▶ [What is being asked]:
Below is a listing. Gather each line of it that contains "point".

▶ [Supplied records]:
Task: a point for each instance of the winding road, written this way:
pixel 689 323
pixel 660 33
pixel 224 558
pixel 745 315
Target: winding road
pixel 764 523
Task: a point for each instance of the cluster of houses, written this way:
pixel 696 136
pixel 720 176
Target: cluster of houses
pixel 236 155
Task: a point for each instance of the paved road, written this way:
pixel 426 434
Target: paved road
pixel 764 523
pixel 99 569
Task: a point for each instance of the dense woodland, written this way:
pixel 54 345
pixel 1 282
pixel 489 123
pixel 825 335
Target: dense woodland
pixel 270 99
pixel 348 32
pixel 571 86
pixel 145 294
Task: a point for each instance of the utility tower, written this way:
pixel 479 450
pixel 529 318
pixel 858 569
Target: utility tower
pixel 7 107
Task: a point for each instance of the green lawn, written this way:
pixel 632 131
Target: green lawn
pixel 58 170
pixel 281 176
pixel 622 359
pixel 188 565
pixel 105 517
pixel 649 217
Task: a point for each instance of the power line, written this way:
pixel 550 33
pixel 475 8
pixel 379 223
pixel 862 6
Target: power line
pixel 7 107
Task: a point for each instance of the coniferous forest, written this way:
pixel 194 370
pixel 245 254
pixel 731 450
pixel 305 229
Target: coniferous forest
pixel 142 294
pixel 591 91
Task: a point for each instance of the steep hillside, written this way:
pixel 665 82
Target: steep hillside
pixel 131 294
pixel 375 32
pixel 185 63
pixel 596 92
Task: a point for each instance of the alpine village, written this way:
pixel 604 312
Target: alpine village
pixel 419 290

▶ [Task result]:
Task: a point for each instance of the winding road, written this way:
Task: a point for each instance of the cluster of houses, written this way:
Task: a point for each instance of the paved road, written this way:
Task: a point for each instance of the dense woodland, written this way:
Task: a point for each instance of the utility tower, written this way:
Task: a point for each instance of the green lawn, written this way:
Task: a point for each instance of the power line, written this way:
Task: a point for each instance of the coniferous forest, written this way:
Task: a point for each instance of the steep hillside, written this way:
Task: a point for each instance of the alpine village, written this way:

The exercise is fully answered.